### TASK REQUIREMENTS
Pick up the Jim Thorpe profile below after its last sentence and keep writing it in the same style.

### SOURCE EXTRACT
┌──
Taken from the http://www.sports-reference.com/olympics/athletes/th/jim-thorpe-1.html written by Bill Mallon
Olympic record
Track and Field Athletics.
1912 Stockholm
Pentathlon – Gold
Decathlon – Gold
High Jump – 4th
Long Jump – 7th
He was born “Wa-tho-huck”, a Sauk and Fox name meaning “Bright Path”, though his Christening certificate listed him as Jacobus Franciscus Thorpe. But he is known to the modern world simply as Jim Thorpe – possibly the greatest athlete of all time. He was born on an Indian reservation in Oklahoma, near the town of Bellemont to Hiram P. Thorp, the son of Hiram G. Thorp, a trapper, and No-ten-o-quah, a member of the Thunder Clan of Chief Black Hawk of the Sauk and Fox Tribe. His mother was Charlotte Vieux, who had been brought up as a Potawatomi Indian, but she was the daughter of a Frenchman, and an Indian woman, Elizabeth Goslin, who had both Potawatomi and Kickapoo blood. Jim Thorpe was one of 11 children, and had a twin brother, who died when he was only eight.
In 1898, at age 11, Jim Thorpe was sent to the Haskell Institute in Lawrence, Kansas, one of the two Indian schools that had been set up by the U.S. Government and Military, where he remained until 1904. In June 1904, Jim Thorpe entered the second Indian school, Carlisle Indian School in Carlisle, Pennsylvania. There he became a legend as both a football player and track & field athlete. Thorpe’s football career at Carlisle has been well documented. He is considered the greatest American football player pre-World War I. He primarily played running back, but apparently could do everything on the football field.
Less has been written of his track & field career. Thorpe was undefeated in the decathlon – he competed in only one, that being the 1912 Olympic decathlon. The first decathlons in the United States were the 1912 Olympic Trials, but Thorpe did not compete. There were only two entrants in the decathlon Eastern Olympic Trials, so Thorpe was added to the team based on the strength of his performance in the pentathlon trial the week previously. On 18 May, Thorpe had taken part in the pentathlon Olympic Trials. He won three of the five events and finished second in the other two to win the trials with a score of 7 pts.
└──
### DATA EXTRACT
┌──
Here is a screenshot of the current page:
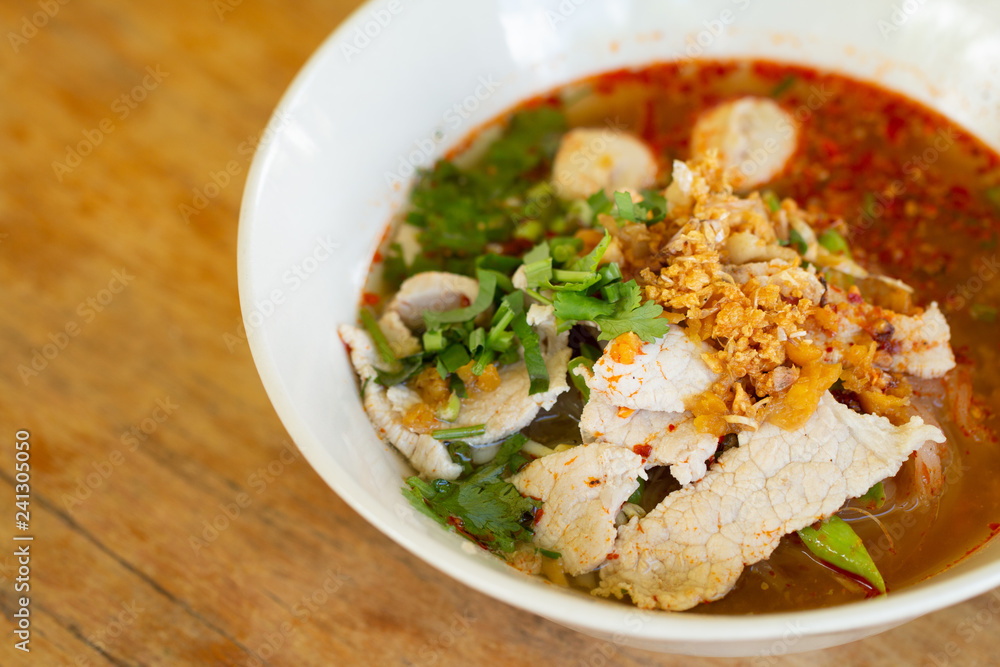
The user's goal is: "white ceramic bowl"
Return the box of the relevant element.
[239,0,1000,657]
└──
### THE REPLY
In Stockholm he first won the pentathlon on 7 July, winning four of the five events and taking third in the javelin to win easily with only seven points. The next day he competed in the Olympic high jump, finishing equal fourth, and four days later, he took seventh in the long jump. On 13 July, he started the decathlon, in that year a three-day affair. His performance there is well-known as he set a world record which would have stood until 1926, had it not been struck from the books. The King of Sweden gave him his gold medals and told him, “You, sir, are the greatest athlete in the world.”
He returned to America and a hero’s welcome. On 2 September he competed in the AAU All-Around Championship, the early American forerunner of the decathlon, which he won, breaking Martin Sheridan’s world record in the process. He scored 7,476 points and won by over 3,000 points. His track & field career was over.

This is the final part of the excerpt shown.